◆ Set problem ◆
Collect every line of the data below that contains the word "stone", copying each line in full.

** start Record set **

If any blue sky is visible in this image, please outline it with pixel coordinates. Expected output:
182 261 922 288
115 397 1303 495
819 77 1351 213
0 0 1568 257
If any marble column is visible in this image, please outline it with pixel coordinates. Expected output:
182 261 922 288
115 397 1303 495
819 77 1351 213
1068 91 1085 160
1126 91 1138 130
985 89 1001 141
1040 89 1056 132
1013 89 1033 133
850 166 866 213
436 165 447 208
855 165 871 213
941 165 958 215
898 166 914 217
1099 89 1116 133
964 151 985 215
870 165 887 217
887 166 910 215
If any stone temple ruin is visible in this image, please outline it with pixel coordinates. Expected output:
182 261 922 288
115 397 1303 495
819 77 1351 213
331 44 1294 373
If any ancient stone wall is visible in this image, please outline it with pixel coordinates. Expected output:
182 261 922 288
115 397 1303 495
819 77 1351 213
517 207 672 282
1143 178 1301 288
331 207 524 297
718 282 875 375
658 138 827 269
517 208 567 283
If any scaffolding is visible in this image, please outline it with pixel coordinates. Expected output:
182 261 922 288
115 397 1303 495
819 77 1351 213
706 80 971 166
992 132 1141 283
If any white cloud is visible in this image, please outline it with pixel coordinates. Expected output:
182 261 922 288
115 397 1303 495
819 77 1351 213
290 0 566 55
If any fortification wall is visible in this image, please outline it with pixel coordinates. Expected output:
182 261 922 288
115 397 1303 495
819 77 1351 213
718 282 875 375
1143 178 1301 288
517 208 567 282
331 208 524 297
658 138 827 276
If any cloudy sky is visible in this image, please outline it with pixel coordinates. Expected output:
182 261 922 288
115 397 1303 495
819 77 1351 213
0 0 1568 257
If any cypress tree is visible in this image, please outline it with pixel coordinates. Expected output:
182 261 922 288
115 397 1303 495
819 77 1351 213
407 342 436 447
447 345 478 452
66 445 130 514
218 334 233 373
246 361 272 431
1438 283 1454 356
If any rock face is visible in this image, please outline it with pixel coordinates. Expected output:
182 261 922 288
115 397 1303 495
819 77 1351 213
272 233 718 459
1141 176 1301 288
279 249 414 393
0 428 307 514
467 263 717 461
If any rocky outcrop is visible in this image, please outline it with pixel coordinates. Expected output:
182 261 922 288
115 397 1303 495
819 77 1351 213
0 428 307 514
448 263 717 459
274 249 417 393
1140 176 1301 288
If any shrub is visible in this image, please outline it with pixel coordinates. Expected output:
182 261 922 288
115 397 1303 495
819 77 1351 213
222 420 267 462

** end Record set **

◆ Result of the exercise ◆
If any stone temple ruin is visible in this image, please outline it with pixel coordinates. Expected output:
If any ancient stone wall is visible in this image, please outline it with pixel coordinates. Expected output:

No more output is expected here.